━━━ Document section ━━━

Animal Crossing: New Horizons – The Ultimate Comfort Game

Animal Crossing: New Horizons was a much anticipated instalment in the Animal Crossing series. It’s release in the midst of the COVID-19 pandemic made it all the more popular, with people needing to stay at home and find other ways to socialise. Two and a half years on, and one DLC addition later and AC:NH is still a firm favourite for millions of players worldwide.

What makes Animal Crossing: New Horizons so popular?

Players will all have their own reasons for choosing the game. For many, the escapism is appealing – the ability to build a peaceful life on a small island sounds perfect. For others it is a design tool. They re-make their island over and over, regularly wiping the data before restarting the game. Of course, there are collectors and completionists. Collectors of recipes, items, villagers… the challenge to collect every available thing in a game motivates a lot of players!

Nostalgia also plays a part, as it does with many Nintendo games. Players in their 20s and 30s would have seen the release of many Animal Crossing games, right the way back to Animal Crossing (2001) for Nintendo 64 and GameCube. Familiarity is comfortable, and Animal Crossing: New Horizons has familiarity by the truck load.

Sales for the game are almost at 40 million copies, with 31 million sales in 2020 alone. That means New Horizons has outsold all other Animal Crossing games combined!

No game is without its problems

It should come as no surprise that some players of Animal Crossing: New Horizons can get a little frustrated. Every game has a laundry list of problems from little niggles to gaping plot holes. New Horizons has its fair share of complaints – not to put you off! Mostly, people are frustrated with some quality of life things, even after the version 2.0 update. The update helped with storage solutions also introducing food recipes alongside the crafting we already had.

━━━ Dataset entries ━━━

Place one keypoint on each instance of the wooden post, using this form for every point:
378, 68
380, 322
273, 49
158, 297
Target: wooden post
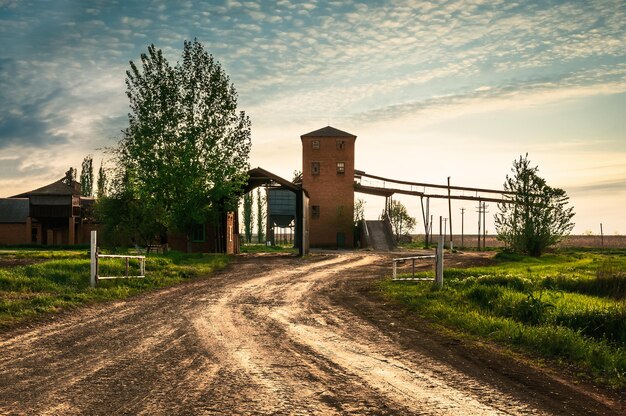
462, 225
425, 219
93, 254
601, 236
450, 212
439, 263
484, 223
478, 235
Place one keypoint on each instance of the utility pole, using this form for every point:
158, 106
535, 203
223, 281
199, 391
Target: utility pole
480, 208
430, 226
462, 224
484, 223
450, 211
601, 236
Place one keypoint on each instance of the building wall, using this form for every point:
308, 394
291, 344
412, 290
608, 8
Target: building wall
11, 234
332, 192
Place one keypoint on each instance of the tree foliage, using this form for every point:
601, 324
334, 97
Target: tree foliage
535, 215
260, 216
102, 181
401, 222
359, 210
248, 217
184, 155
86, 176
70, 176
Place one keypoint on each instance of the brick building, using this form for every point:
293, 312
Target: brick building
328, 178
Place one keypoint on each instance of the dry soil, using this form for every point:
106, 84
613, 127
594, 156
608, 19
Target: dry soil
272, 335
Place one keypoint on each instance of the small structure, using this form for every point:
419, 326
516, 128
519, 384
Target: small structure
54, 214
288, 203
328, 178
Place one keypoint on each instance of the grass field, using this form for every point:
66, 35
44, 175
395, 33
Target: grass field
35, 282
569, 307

━━━
━━━ Dataset entries ━━━

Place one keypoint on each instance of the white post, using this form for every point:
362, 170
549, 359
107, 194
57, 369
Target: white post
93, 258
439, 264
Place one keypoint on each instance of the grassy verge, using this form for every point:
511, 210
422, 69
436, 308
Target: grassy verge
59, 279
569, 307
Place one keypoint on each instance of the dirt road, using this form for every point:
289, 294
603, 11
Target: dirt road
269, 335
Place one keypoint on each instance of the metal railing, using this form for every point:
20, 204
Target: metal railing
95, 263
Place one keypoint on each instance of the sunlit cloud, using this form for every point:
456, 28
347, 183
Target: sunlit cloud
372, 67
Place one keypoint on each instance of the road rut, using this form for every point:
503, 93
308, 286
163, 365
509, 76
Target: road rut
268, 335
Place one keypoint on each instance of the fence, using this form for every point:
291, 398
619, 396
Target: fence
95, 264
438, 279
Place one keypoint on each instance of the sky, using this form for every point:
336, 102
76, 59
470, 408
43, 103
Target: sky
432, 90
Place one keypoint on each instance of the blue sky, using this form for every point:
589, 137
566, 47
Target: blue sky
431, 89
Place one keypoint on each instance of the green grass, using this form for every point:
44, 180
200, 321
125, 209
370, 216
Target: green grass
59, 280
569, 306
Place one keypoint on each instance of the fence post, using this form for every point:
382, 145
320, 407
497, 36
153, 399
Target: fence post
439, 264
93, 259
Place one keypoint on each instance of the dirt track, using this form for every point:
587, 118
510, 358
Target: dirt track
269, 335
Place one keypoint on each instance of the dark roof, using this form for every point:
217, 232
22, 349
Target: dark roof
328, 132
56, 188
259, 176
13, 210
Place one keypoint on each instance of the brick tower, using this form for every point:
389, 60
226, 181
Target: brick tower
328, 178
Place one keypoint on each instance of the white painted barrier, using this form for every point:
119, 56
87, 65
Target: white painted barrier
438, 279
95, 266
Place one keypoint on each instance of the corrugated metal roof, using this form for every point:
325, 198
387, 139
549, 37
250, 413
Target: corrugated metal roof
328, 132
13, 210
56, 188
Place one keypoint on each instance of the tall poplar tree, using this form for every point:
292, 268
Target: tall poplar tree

━━━

» Problems to work on:
A – For each statement, answer yes or no according to the Animal Crossing article, and quote the words from the article that settle it. (i) The game came out during the COVID-19 pandemic. (ii) New Horizons sold 40 million copies in 2020. (iii) The version 2.0 update added food recipes.
B – Answer these questions from the Animal Crossing article.
(i) For which consoles was Animal Crossing (2001) released?
(ii) What do players who treat the game as a design tool regularly do before restarting it?
(iii) How many DLC additions has the game had, according to the article?
C – Extend the Animal Crossing article, picking up right after its final sentence.
The data has no connection to the Animal Crossing article.

» Answers for each item:
A –
(i) Yes: "It’s release in the midst of the COVID-19 pandemic made it all the more popular"
(ii) No: "with 31 million sales in 2020 alone"
(iii) Yes: "The update helped with storage solutions also introducing food recipes alongside the crafting we already had."

B –
(i) Nintendo 64 and GameCube.
(ii) They wipe the data.
(iii) One.

C –
Unfortunately, the more mechanically complex problems were not addressed. Not being able to buy or craft set quantities of items or build cliffs and lakes faster than one block at a time is a constant source of frustration for some players. In defence of the game – it is supposed to be enjoyed slowly. Rushing through was never the goal, however, there is a risk of monotony if repetition is not your idea of relaxation.

The Game that Never Ends

There is a storyline in Animal Crossing: New Horizons. According to How Long to Beat, the it takes around 60 hours on average to complete the main objectives. The narrative is there, but exists in a functional way. Completing the story gradually unlocks the game features so you can play freely at the end. If you are a second player on a shared console you won’t be able to complete the story at all. Once the player has finished the story the game doesn’t really change… but you do gain the ability to edit the island.

For some players the game ends with the collection of all the items, recipes, or stamps in the Nook Miles log, but for others the end of the story is the start of the game. Flattening the island and designing it again from the ground up is a challenge that a surprising number of players take on. It takes dedication, with no motivation for reward at the end, and there is no limit to the number of times you can do it.

Ultimately, when the game is there for peaceful escapism and familiar comfort, do you really need a goal?